• _BRANO PROPOSTO_:

==============================

Non c'è stato, tuttavia, quel processo che gli esperti chiamano di "percolazione", di discesa cioè dei benefici dall'alto verso il basso. "Il successo della minoranza industriale non riesce a coinvolgere l'intero sistema sociale. Siamo dentro una dinamica evolutiva di pochi e non in uno sviluppo di popolo". Non che siamo incapaci di sviluppo collettivo o di popolo: la ricostruzione, il '68, la lotta al terrorismo sono stati momenti diversi di questa capacità di "essere popolo". La mortificazione e l'appassimento delle forze vitali collettive ha ragioni profonde. C'è il persistente divario fra Nord e Sud. C'è il senso di vulnerabilità delle famiglie che hanno sofferto l'azione combinata dell'espansione dei prezzi seguita all'introduzione dell'euro; della contrazione dei salari, dovuta alle strategie "low cost" impiegate dalle imprese per far fronte alla aggressività dei mercati internazionali; della precarizzazione del lavoro, risultato di un complesso di ragioni quasi tutte nella sfera della contrazione delle spese di produzione con risparmi sul costo del lavoro. Ma ci sono anche altre ragioni.
Per far fronte alla loro condizione di vulnerabilità le famiglie hanno adottato "intelligenti strategie di contrasto", ma hanno anche perso lo slancio vitale della speranza. Una mancanza di fiducia che è da attribuire ad una "de-sublimizzazione" dei valori e degli ideali un tempo condivisi, e a un ripiegamento di stampo individualistico, risultato di una cultura da troppo tempo statica e priva di mordente. Un vuoto di cultura generalizzato, quindi, che non dipende da difficoltà di ordine economico e che si manifesta in "quella sensazione di continua inclinazione al peggio che attraversa quotidianamente l'opinione degli italiani, indotta e supportata anche da contenuti e toni della comunicazione di massa". Vincono così, inconsciamente, sull'antropologia collettiva i fattori regressivi.
La diagnosi finale è spietata: "mucillagine sociale che inclina continuamente verso il peggio, desublimando ogni valore collettivo".
Che fare, allora? "Occorre saper elaborare nuove offerte di cultura collettiva, incardinate nella fedeltà all'idea e alla prassi del nostro sviluppo storico, antico e recente. Bisogna andare a riscoprire le forze reattive nel sottosuolo della nostra società e ridargli vigore".

==============================

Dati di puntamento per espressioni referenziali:
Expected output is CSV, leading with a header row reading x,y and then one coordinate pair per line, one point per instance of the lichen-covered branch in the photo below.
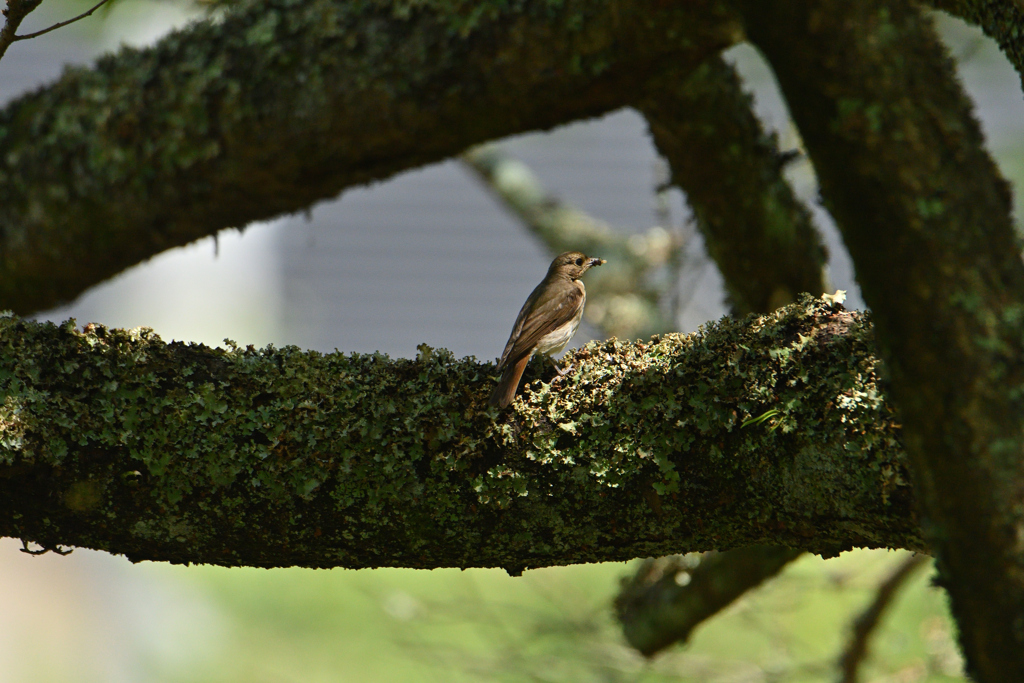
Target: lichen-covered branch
x,y
927,219
1000,19
757,230
768,430
286,102
621,296
657,609
13,14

==============================

• _ESERCIZI_:
- 1) Riporta parola per parola la parte del brano sulla società italiana che comincia con "Per far fronte alla loro" e termina con "i fattori regressivi.".
- 2) Scrivi il seguito del brano sulla società italiana, ripartendo subito dopo la sua ultima frase.

• _RISPOSTE_:
- 1)
Per far fronte alla loro condizione di vulnerabilità le famiglie hanno adottato "intelligenti strategie di contrasto", ma hanno anche perso lo slancio vitale della speranza. Una mancanza di fiducia che è da attribuire ad una "de-sublimizzazione" dei valori e degli ideali un tempo condivisi, e a un ripiegamento di stampo individualistico, risultato di una cultura da troppo tempo statica e priva di mordente. Un vuoto di cultura generalizzato, quindi, che non dipende da difficoltà di ordine economico e che si manifesta in "quella sensazione di continua inclinazione al peggio che attraversa quotidianamente l'opinione degli italiani, indotta e supportata anche da contenuti e toni della comunicazione di massa". Vincono così, inconsciamente, sull'antropologia collettiva i fattori regressivi.

- 2)
Avventura, rischio personale e scambi relazionali sono, secondo De Rita, le strategie vincenti, quelle che nell'immaginario collettivo hanno fatto il successo "dei protagonisti più noti della recente minoranza vitale, siano essi fabbricanti di auto, pellami, vestiario o denaro". Occorre puntare sulle nuove minoranze attive, gente cioè che appartiene a quei microcosmi capaci di organizzarsi e di incidere e che basano la loro azione su valori fortemente condivisi. "Sembra, e forse lo è un'indicazione segnata da una logica minimalista, lontana dalla nobile consistenza degli obiettivi di sistema che hanno caratterizzato gli ultimi decenni. Ma è bene ricordare che oggi abbiamo il problema di innescare processi di lenta ma profonda evoluzione: solo le minoranze possono trovare la base solida da cui partire, possono fare innesco di nuovi processi sociali sfuggendo alla tentazione del breve termine e quella di diventare la maggioranza che fa e governa il sistema". Insomma, "Bisogna andare al resistente, magari piccolo, fondo di rifiuto dell'inclinazione al peggio, da cui può iniziare un faticoso percorso di nuova costruzione, dove la persona e gli scambi relazionali hanno peso strategico".
Che poi, per trasformarsi in sviluppo di popolo, le forze vitali appartenenti a questi microcosmi abbiano bisogno di un collettore collettivo e di una riconcentrazione di alleanze è inevitabile. La abituale risposta che il collettore debba essere l'azione politica nella sua tradizionale funzione di mobilitazione sociale non è oggi più valida. Non è un gettare la spugna e attendere il peggio: occorre ripensare i processi collettivi e, nel caso, reinventarli.